* GIVEN INSTRUCTION *
Please report every line of the records that contains the word "ceiling".

* RECORDED DATA *
_ _ _ _ _

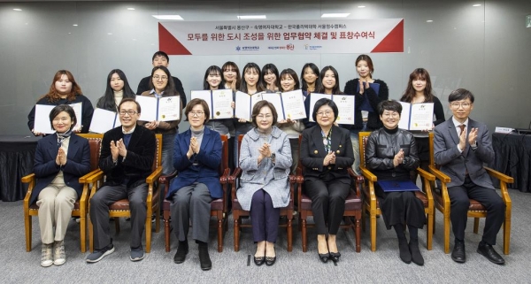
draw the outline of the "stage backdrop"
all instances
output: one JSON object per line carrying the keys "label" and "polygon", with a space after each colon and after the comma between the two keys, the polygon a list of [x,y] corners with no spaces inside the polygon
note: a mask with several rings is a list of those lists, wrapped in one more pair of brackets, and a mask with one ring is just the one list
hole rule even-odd
{"label": "stage backdrop", "polygon": [[169,55],[323,54],[404,51],[404,19],[163,21]]}

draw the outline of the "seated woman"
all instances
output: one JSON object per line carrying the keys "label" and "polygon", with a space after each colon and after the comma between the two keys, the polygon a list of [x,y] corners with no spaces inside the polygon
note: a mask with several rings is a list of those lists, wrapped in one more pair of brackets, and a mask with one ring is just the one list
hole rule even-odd
{"label": "seated woman", "polygon": [[243,173],[236,196],[242,208],[250,211],[252,235],[257,242],[254,262],[271,266],[276,261],[280,208],[289,203],[291,149],[288,135],[274,127],[278,115],[273,104],[257,103],[251,117],[254,128],[243,136],[240,148]]}
{"label": "seated woman", "polygon": [[165,196],[172,203],[173,232],[179,239],[173,261],[181,264],[186,258],[191,220],[192,239],[199,246],[201,269],[210,270],[212,267],[208,254],[211,203],[223,196],[218,173],[221,163],[221,138],[219,133],[204,127],[210,119],[205,101],[191,100],[184,114],[190,128],[175,137],[173,166],[179,175],[172,181]]}
{"label": "seated woman", "polygon": [[323,263],[328,258],[337,262],[341,254],[335,234],[350,190],[347,169],[354,163],[354,153],[349,130],[334,125],[338,113],[335,103],[321,98],[315,103],[313,110],[312,117],[317,125],[303,132],[301,142],[304,188],[312,198],[319,257]]}
{"label": "seated woman", "polygon": [[[373,131],[366,145],[366,166],[378,180],[404,180],[411,179],[410,172],[419,167],[417,145],[411,133],[398,128],[402,105],[396,101],[382,101],[378,104],[383,127]],[[381,215],[388,230],[393,226],[398,237],[400,259],[406,264],[412,260],[424,265],[419,250],[419,228],[426,221],[424,204],[412,191],[384,192],[375,185]],[[410,232],[409,245],[404,225]]]}
{"label": "seated woman", "polygon": [[73,109],[67,104],[54,107],[50,122],[56,133],[37,142],[34,165],[37,182],[29,200],[39,205],[44,267],[66,261],[63,240],[73,203],[83,190],[79,180],[90,172],[88,141],[73,132],[77,123]]}

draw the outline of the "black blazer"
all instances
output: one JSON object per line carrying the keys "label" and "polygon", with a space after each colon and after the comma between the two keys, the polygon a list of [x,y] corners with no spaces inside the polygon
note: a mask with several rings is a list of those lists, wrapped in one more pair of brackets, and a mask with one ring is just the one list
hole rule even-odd
{"label": "black blazer", "polygon": [[327,174],[342,183],[350,184],[348,168],[354,163],[354,152],[349,130],[332,127],[332,151],[335,153],[335,165],[323,165],[327,153],[323,144],[321,128],[319,125],[303,132],[301,162],[304,166],[305,180],[321,180]]}
{"label": "black blazer", "polygon": [[118,163],[114,165],[111,154],[111,142],[123,138],[122,127],[111,129],[104,134],[99,168],[107,175],[104,185],[119,185],[127,178],[127,188],[135,188],[145,182],[151,173],[157,142],[153,132],[136,126],[127,146],[126,158],[119,156]]}
{"label": "black blazer", "polygon": [[83,188],[80,185],[80,177],[90,172],[88,141],[72,134],[66,153],[66,164],[64,166],[59,166],[55,162],[58,150],[57,134],[47,135],[37,142],[34,165],[37,182],[31,193],[30,204],[37,200],[41,191],[56,178],[60,170],[63,171],[65,184],[77,192],[78,198],[81,196]]}

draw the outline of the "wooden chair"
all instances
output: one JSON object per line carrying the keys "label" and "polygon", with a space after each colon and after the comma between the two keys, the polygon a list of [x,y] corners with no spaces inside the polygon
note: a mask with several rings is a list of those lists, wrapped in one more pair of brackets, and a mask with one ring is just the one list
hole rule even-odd
{"label": "wooden chair", "polygon": [[[219,174],[219,183],[221,188],[223,188],[223,197],[216,200],[212,200],[211,203],[211,217],[216,217],[218,219],[218,252],[223,251],[223,236],[224,233],[227,231],[227,180],[230,174],[230,169],[228,168],[228,139],[227,135],[221,135],[221,143],[223,145],[221,152],[221,163],[218,173]],[[178,173],[173,172],[172,174],[167,176],[161,176],[158,179],[160,184],[164,184],[164,196],[165,196],[170,188],[170,182],[172,179],[177,176]],[[171,203],[165,198],[162,202],[162,210],[164,212],[164,235],[165,242],[165,251],[170,251],[170,240],[171,240],[171,229],[170,229],[170,205]],[[192,224],[193,226],[193,224]]]}
{"label": "wooden chair", "polygon": [[[442,213],[444,224],[444,253],[450,253],[450,196],[448,195],[447,183],[450,181],[449,176],[439,171],[439,165],[435,165],[434,156],[434,134],[429,134],[429,170],[441,182],[440,188],[434,190],[434,199],[435,208]],[[502,192],[502,199],[505,203],[505,219],[504,221],[504,254],[509,254],[509,246],[511,243],[511,211],[512,203],[507,190],[507,183],[512,183],[514,180],[512,177],[502,173],[495,171],[489,167],[483,167],[489,175],[500,180],[500,189]],[[435,182],[432,181],[432,187],[435,188]],[[479,202],[470,199],[470,206],[468,207],[468,217],[473,218],[473,233],[478,234],[480,226],[480,218],[487,217],[487,210]],[[433,216],[435,219],[435,216]],[[435,232],[435,228],[434,228]]]}
{"label": "wooden chair", "polygon": [[[371,250],[376,250],[376,217],[381,214],[381,211],[380,209],[380,202],[376,197],[376,193],[374,190],[374,182],[378,180],[376,176],[371,173],[366,167],[366,160],[365,160],[365,148],[367,142],[370,132],[360,132],[359,133],[359,168],[363,176],[366,178],[365,186],[362,189],[363,194],[363,215],[362,218],[362,226],[365,230],[365,214],[366,211],[369,212],[369,216],[371,219]],[[415,196],[424,204],[424,212],[427,215],[427,241],[426,247],[427,250],[432,249],[432,239],[433,239],[433,227],[435,219],[434,216],[434,198],[431,191],[431,185],[429,181],[433,181],[435,180],[435,177],[430,174],[429,173],[422,170],[421,168],[417,168],[417,173],[422,179],[424,179],[425,187],[421,191],[415,191]]]}
{"label": "wooden chair", "polygon": [[[90,147],[90,173],[80,178],[80,184],[83,185],[83,192],[79,199],[73,203],[72,217],[80,218],[80,242],[81,252],[87,251],[87,212],[88,212],[88,182],[87,178],[97,173],[99,162],[99,155],[102,145],[103,134],[78,134],[88,140]],[[35,174],[31,173],[22,177],[23,183],[28,183],[27,192],[24,197],[24,226],[26,229],[26,251],[31,251],[31,237],[32,237],[32,216],[39,215],[39,206],[35,203],[30,204],[29,198],[35,186]]]}
{"label": "wooden chair", "polygon": [[[157,181],[158,177],[162,174],[162,134],[155,134],[157,139],[157,150],[155,150],[155,158],[153,159],[153,165],[151,166],[151,174],[146,178],[146,183],[148,184],[148,196],[146,198],[146,224],[145,224],[145,234],[146,234],[146,252],[151,251],[151,215],[156,214],[155,219],[155,232],[158,233],[160,230],[160,190],[158,190],[158,187]],[[97,189],[101,188],[104,183],[105,174],[103,171],[99,171],[96,174],[92,175],[87,181],[92,184],[90,190],[90,198],[94,196]],[[90,205],[90,199],[88,200],[88,205]],[[88,206],[89,208],[90,206]],[[119,218],[119,217],[131,217],[131,211],[129,210],[129,200],[127,198],[120,199],[111,206],[109,206],[109,217]],[[88,216],[90,218],[90,216]],[[119,233],[119,221],[118,219],[114,222],[116,227],[116,234]],[[92,222],[88,222],[88,234],[89,238],[89,249],[90,251],[94,251],[94,231]]]}
{"label": "wooden chair", "polygon": [[[240,147],[242,146],[242,140],[243,135],[238,136],[238,157],[240,157]],[[236,197],[236,180],[242,175],[242,170],[240,167],[235,169],[232,175],[229,176],[228,182],[232,188],[231,198],[232,198],[232,210],[233,218],[235,219],[234,230],[235,230],[235,251],[240,250],[240,229],[242,227],[250,227],[250,224],[242,224],[242,217],[249,217],[250,211],[242,209],[240,202]],[[293,219],[293,193],[295,187],[296,186],[296,176],[289,175],[289,203],[286,207],[281,208],[281,217],[286,217],[286,224],[280,224],[280,226],[286,227],[286,233],[288,234],[288,251],[291,251],[293,249],[293,230],[291,226],[291,220]]]}

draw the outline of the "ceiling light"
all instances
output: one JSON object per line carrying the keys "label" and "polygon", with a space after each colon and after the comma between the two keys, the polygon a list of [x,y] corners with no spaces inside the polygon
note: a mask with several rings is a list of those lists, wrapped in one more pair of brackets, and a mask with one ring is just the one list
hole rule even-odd
{"label": "ceiling light", "polygon": [[347,18],[350,14],[350,12],[324,13],[321,15],[321,18]]}
{"label": "ceiling light", "polygon": [[240,19],[266,19],[266,15],[245,15],[238,16]]}
{"label": "ceiling light", "polygon": [[179,15],[151,15],[153,18],[157,19],[162,20],[174,20],[174,19],[183,19],[182,17]]}

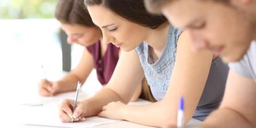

_ _ _ _ _

* WRITTEN SOLUTION *
draw the outline of the "ceiling light"
{"label": "ceiling light", "polygon": [[347,18],[350,14],[350,12],[324,13],[321,15],[321,18]]}
{"label": "ceiling light", "polygon": [[240,19],[266,19],[266,15],[245,15],[238,16]]}
{"label": "ceiling light", "polygon": [[179,15],[151,15],[153,18],[157,19],[162,20],[174,20],[174,19],[183,19],[182,17]]}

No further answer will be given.